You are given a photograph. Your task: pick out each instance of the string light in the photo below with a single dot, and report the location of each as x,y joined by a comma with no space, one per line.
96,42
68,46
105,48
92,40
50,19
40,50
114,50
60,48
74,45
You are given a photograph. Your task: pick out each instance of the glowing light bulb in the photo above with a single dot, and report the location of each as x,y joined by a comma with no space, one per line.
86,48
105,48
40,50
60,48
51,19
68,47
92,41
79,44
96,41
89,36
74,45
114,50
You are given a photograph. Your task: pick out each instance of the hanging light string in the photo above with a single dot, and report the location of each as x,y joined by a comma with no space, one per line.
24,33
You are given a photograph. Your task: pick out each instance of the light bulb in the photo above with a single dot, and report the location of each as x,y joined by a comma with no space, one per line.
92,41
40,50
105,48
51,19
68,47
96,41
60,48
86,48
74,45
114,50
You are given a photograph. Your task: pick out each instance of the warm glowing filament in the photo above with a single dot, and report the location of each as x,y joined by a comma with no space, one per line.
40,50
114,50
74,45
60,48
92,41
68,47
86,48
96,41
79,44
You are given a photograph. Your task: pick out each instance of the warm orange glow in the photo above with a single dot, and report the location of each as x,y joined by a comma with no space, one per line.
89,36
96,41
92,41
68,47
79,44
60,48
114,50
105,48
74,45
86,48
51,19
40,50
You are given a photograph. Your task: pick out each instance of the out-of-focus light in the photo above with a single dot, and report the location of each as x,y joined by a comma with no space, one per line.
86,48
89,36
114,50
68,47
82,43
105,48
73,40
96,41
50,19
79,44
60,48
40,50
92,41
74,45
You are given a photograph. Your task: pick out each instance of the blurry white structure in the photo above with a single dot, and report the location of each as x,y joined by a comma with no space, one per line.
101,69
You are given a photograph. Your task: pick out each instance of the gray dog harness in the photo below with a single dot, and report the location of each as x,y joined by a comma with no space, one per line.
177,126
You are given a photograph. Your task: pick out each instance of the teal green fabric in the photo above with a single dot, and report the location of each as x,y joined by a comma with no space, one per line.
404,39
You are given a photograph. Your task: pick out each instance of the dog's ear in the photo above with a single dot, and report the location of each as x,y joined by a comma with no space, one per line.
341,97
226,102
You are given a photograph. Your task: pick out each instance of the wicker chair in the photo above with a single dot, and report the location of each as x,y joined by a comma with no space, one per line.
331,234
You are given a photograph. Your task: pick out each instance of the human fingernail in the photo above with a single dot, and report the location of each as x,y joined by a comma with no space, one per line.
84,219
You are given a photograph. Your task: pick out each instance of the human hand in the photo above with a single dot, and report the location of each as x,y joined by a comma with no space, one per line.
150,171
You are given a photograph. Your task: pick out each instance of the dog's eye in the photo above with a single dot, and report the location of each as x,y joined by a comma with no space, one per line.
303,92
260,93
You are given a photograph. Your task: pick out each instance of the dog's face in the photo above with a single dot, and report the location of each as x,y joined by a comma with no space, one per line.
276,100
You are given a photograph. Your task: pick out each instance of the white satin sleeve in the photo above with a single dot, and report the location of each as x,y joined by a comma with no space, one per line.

..............................

**GIVEN REQUEST:** Return what is listed above, exactly and completely.

**SOLUTION TO THIS EXERCISE:**
You are given a photograph. Your task: pick out each instance of the string light in the photo below with a single dot, and report the location of each as x,y joined by a comma with no space, one per line.
96,42
68,46
105,48
92,40
50,19
40,50
114,50
60,48
74,45
You are given a photograph. Your task: pick out each instance of the glowing light bulb in the photo above with a single dot, and report the location of each as x,y joined by a comma with no space, one per line.
86,48
105,48
40,50
60,48
51,19
68,47
92,41
79,44
96,41
89,36
74,45
114,50
You are given a photograph. Your task: pick out each instance of the hanging light string in the photo above with a single dot, and report the location of each as x,y joined by a comma with no space, one per line.
24,33
You are given a photograph. Your task: pick out each instance of the light bulb in the photo above with a single dot, and report the location of each as x,y joined by a comma with no space, one per line.
92,41
40,50
105,48
51,19
68,47
96,41
60,48
86,48
74,45
114,50
You are given a photograph. Your task: pick out each instance of the warm glowing filament in the photo above with a single dot, and report the location of each as x,y joined by a comma with no space, one per line.
40,50
114,50
74,45
60,48
92,41
68,47
86,48
96,41
79,44
You are given a photograph. Your task: pick out each instance of the warm orange glow in the photo above with a single dot, and report the location of each as x,y joined by a comma with no space, one per line.
89,36
96,41
92,41
68,47
79,44
60,48
114,50
105,48
74,45
86,48
51,19
40,50
You are given a photograph. Your task: pick out each instance of the out-of-focus light in the photo above with a single dot, and report the location of each as x,y joined by a comma with no space, one per line.
86,48
89,36
114,50
68,47
82,43
105,48
73,40
96,41
50,19
79,44
60,48
40,50
92,41
74,45
You are given a photograph. Your task: pick out each instance of the blurry white structure in the photo above with a single dot, and report the location of each as x,y joined by a comma with no space, one per line.
101,69
You are given a photograph. Your task: pick out each instance of the gray dog harness in the photo below with a single dot, and report the location of each as x,y joined by a comma with no space, one per line.
177,126
You are given a photograph. Your task: pick out each instance of the teal green fabric in the photo above with a single dot, and report the location of each as x,y joined by a comma with no space, one per line.
404,39
You are given a photograph. Your task: pick out each instance of the dog's ear in the photo above with a single dot, and report the location of each as x,y joined by a comma with no space, one per line.
341,97
226,102
You are given a photograph. Your task: pick out each instance of the wicker chair in the photo above with a single dot, and report the location of each as x,y joined by a comma with no space, one per line.
331,234
You are given a photograph. Your task: pick out each instance of the human fingernail in the photo above with a single dot, and report the location of each as x,y joined by a comma with no space, one per line.
84,219
You are given a photograph. Your task: pick out each instance of the human hand in the photo above with a single dot, and report the location of each as x,y joined by a comma with no space, one per line.
150,171
You are given a photograph. Your task: pick out each instance of the dog's eye in the photo above with a single dot, and report the location of each as x,y joined by a comma with no space, one per line.
303,92
260,93
You are given a photograph. Your task: pick out each instance of the dog's face in the photo above with a single dot, and report the location of each as x,y joined by a comma with no space, one per line.
276,100
You are given a photograph. Your task: pick out each instance of the white satin sleeve in the photo above with a single dot, and report the location of each as x,y joined by a comma with no space, one per line.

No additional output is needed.